(Pointing dataset records)
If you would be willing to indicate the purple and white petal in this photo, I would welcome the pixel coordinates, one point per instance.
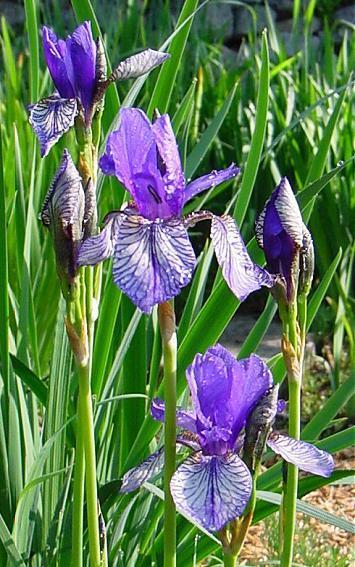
(100, 247)
(184, 418)
(239, 271)
(64, 202)
(304, 455)
(211, 180)
(151, 467)
(50, 118)
(169, 164)
(82, 50)
(138, 65)
(152, 260)
(128, 147)
(59, 63)
(212, 490)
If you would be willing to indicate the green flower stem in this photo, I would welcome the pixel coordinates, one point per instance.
(292, 347)
(166, 316)
(78, 504)
(229, 560)
(290, 488)
(87, 425)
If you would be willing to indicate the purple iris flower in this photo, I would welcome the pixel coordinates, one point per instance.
(283, 236)
(213, 485)
(78, 68)
(152, 254)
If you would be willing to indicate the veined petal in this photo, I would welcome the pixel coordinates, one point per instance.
(50, 118)
(100, 247)
(212, 490)
(138, 65)
(304, 455)
(58, 62)
(135, 477)
(211, 180)
(238, 269)
(153, 260)
(185, 419)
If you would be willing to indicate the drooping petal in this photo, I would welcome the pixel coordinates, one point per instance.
(82, 50)
(100, 247)
(152, 260)
(211, 180)
(241, 274)
(185, 419)
(169, 164)
(138, 65)
(50, 118)
(59, 63)
(212, 490)
(135, 477)
(63, 213)
(304, 455)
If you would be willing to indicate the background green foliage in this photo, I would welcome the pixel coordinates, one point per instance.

◆ **Exercise requirements**
Print the lines above, from the line with "If you would be willing to indicate the drooping" up to and including the last line of the records, unchanged.

◆ **Written answer**
If you would be willing to indicate the drooping petal in this photo, I would welcome the pixel coordinates, one point per instance.
(82, 50)
(100, 247)
(152, 260)
(211, 180)
(241, 274)
(185, 419)
(169, 164)
(138, 65)
(50, 118)
(59, 63)
(212, 490)
(135, 477)
(63, 213)
(304, 455)
If you would be willing to indicate the background green foliage in this photo, I would welcome the pixel coordinates, one point per instance.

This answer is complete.